## Trecho

Exclusivo: Chico Xavier foi excomungado pela Igreja Católica por ser desonesto


O ESCRITOR CATÓLICO ALCEU AMOROSO LIMA FOI UM DOS QUE DENUNCIARAM AS IRREGULARIDADES DA OBRA DE CHICO XAVIER.

Há uma visão oficial de que Francisco Cândido Xavier foi excomungado pela Igreja Católica porque ele era "médium" ou porque era um católico heterodoxo que aderiu ao Espiritismo. Embora essa visão seja dominante, sustentando uma tese que poucos têm coragem de contestar, ela é bastante falsa, se observarmos os fatos do passado.

## Linhas armazenadas

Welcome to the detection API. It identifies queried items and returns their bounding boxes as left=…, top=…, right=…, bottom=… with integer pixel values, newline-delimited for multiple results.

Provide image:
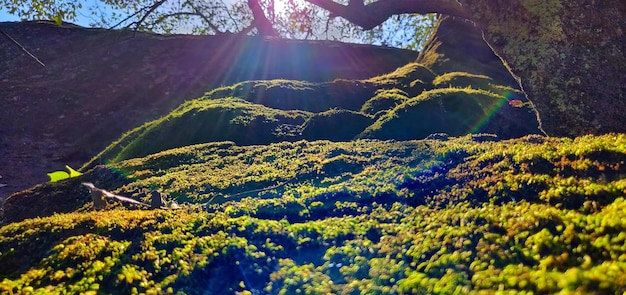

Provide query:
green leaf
left=52, top=14, right=63, bottom=26
left=65, top=165, right=83, bottom=177
left=48, top=171, right=70, bottom=182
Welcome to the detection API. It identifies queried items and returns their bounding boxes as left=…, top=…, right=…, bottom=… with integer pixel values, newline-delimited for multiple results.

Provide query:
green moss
left=85, top=98, right=310, bottom=166
left=302, top=109, right=373, bottom=141
left=0, top=134, right=626, bottom=294
left=359, top=88, right=504, bottom=140
left=361, top=88, right=408, bottom=116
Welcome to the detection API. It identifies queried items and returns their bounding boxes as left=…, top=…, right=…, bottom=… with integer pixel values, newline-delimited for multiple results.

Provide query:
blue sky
left=0, top=0, right=119, bottom=27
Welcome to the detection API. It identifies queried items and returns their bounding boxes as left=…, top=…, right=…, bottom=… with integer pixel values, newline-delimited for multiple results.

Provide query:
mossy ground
left=0, top=16, right=626, bottom=294
left=0, top=134, right=626, bottom=294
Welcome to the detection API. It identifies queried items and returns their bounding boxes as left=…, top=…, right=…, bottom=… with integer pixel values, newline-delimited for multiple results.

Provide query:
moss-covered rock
left=0, top=134, right=626, bottom=294
left=361, top=88, right=409, bottom=116
left=359, top=88, right=539, bottom=140
left=205, top=79, right=378, bottom=112
left=460, top=0, right=626, bottom=136
left=302, top=109, right=373, bottom=141
left=87, top=97, right=310, bottom=165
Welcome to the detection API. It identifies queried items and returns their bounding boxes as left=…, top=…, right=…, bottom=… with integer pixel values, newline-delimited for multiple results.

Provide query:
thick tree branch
left=305, top=0, right=471, bottom=30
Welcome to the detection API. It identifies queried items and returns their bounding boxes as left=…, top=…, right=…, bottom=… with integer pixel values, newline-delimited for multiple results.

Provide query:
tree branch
left=248, top=0, right=278, bottom=37
left=305, top=0, right=471, bottom=30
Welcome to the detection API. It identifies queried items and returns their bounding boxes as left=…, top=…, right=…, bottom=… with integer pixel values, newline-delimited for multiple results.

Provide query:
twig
left=0, top=29, right=46, bottom=68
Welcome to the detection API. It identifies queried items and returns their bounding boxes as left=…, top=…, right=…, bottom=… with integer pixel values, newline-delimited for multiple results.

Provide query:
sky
left=0, top=0, right=124, bottom=27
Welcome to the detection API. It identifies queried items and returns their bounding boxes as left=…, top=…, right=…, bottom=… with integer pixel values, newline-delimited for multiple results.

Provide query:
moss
left=204, top=79, right=377, bottom=112
left=359, top=88, right=532, bottom=140
left=0, top=134, right=626, bottom=293
left=361, top=88, right=408, bottom=116
left=302, top=109, right=373, bottom=141
left=83, top=98, right=310, bottom=168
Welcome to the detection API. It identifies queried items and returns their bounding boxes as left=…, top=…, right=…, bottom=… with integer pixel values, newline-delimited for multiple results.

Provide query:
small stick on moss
left=0, top=29, right=46, bottom=68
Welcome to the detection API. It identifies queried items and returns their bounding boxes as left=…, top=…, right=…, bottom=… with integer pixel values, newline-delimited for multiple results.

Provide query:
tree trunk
left=461, top=0, right=626, bottom=136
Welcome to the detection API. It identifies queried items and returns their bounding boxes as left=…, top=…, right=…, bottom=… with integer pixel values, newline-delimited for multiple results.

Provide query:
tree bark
left=306, top=0, right=626, bottom=136
left=461, top=0, right=626, bottom=136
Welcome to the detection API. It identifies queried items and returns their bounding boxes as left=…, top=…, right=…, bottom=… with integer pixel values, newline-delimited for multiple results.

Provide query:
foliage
left=0, top=134, right=626, bottom=294
left=0, top=0, right=435, bottom=50
left=83, top=63, right=538, bottom=169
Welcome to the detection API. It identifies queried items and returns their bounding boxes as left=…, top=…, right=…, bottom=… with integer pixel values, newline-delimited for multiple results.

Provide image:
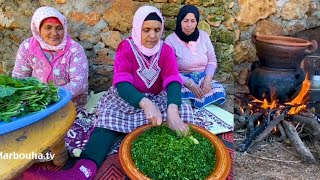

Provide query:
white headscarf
left=131, top=6, right=164, bottom=56
left=31, top=6, right=67, bottom=51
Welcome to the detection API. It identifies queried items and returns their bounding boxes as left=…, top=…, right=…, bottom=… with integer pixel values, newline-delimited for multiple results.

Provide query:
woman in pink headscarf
left=26, top=6, right=195, bottom=179
left=12, top=6, right=88, bottom=107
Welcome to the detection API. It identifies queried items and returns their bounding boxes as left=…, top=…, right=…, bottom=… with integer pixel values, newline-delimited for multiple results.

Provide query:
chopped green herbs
left=0, top=75, right=60, bottom=122
left=131, top=125, right=216, bottom=180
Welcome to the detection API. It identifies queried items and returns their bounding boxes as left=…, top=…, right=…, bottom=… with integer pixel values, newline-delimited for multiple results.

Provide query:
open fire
left=236, top=75, right=320, bottom=163
left=235, top=34, right=320, bottom=163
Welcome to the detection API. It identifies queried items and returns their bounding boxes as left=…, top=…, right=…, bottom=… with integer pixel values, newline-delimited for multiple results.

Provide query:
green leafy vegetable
left=0, top=75, right=60, bottom=122
left=131, top=125, right=216, bottom=180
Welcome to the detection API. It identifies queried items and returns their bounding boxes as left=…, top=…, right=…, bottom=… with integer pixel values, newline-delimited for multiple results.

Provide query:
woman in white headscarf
left=23, top=6, right=195, bottom=179
left=165, top=5, right=226, bottom=108
left=12, top=6, right=88, bottom=107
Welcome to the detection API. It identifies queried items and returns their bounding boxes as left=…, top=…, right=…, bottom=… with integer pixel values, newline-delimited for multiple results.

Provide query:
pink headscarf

## Problema A
Devolva, sem nenhuma alteração, tudo o que vai de "Exclusivo: Chico Xavier" até "DE CHICO XAVIER." no trecho sobre Chico Xavier.
## Problema B
Segundo o trecho sobre Chico Xavier, qual escritor católico esteve entre os que denunciaram as irregularidades da obra dele?
## Problema C
Prossiga o trecho sobre a excomunhão de Chico Xavier a partir do ponto em que ele termina.

## Resposta A
Exclusivo: Chico Xavier foi excomungado pela Igreja Católica por ser desonesto


O ESCRITOR CATÓLICO ALCEU AMOROSO LIMA FOI UM DOS QUE DENUNCIARAM AS IRREGULARIDADES DA OBRA DE CHICO XAVIER.

## Resposta B
Alceu Amoroso Lima.

## Resposta C
Infelizmente, no Brasil, as narrativas são falsificadas com muita habilidade e um enorme grau de adesões. Sendo ultimamente um paraíso da desinformação e da mentira, onde pessoas estranhamente manifestam seu orgulho de errarem muito na vida e serem ignorantes (embora sob os eufemismos de "uma nova inteligência" e "faculdade das ruas"), no Brasil, as mentiras escancaradas podem, dependendo do caso, serem tidas como "verdades indiscutíveis".

Dependendo do prestígio do mentiroso, ele pode ser considerado "dono da verdade", não com essa expressão, mas dentro das manobras na qual o falacioso fica sempre com a palavra final, com o esforço vão de rebater argumentos com falácias das mais habilidosas. A palavra mente, e o Brasil é um dos países pouco preparados para as armadilhas que se usam por meio da falácia.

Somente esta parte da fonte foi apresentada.